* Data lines
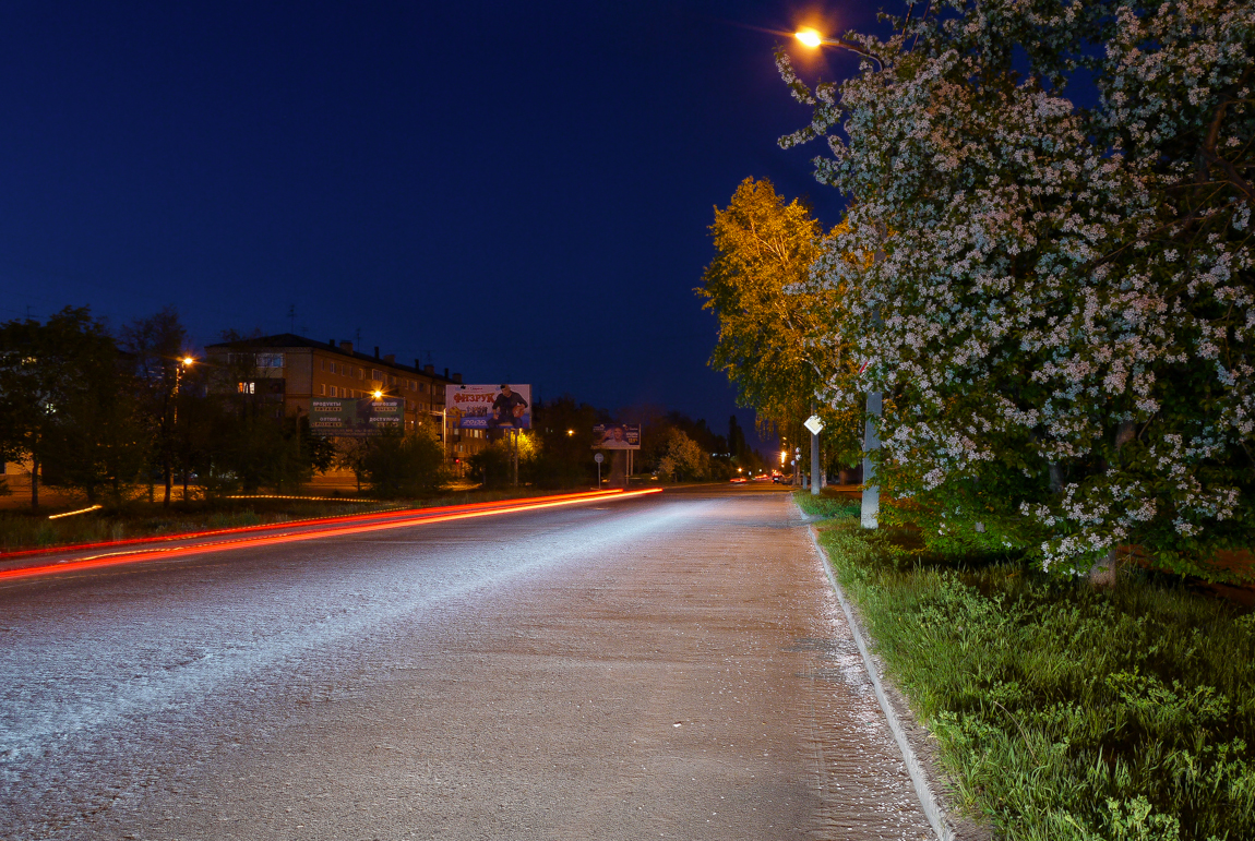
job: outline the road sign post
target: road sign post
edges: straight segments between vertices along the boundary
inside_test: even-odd
[[[813,407],[812,407],[813,408]],[[820,433],[823,432],[823,420],[820,415],[812,414],[802,424],[811,432],[811,496],[820,496]]]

* Task to complete
Rename "road sign post" to "street sign pole" throughout the listing, changing nothing else, and omit the pictures from your copy.

* Expected answer
job: outline the street sign pole
target: street sign pole
edges: straight segments between vertices along the boundary
inside_test: even-odd
[[[813,407],[812,407],[813,408]],[[820,433],[823,432],[823,420],[820,415],[812,414],[802,424],[811,432],[811,496],[820,496]]]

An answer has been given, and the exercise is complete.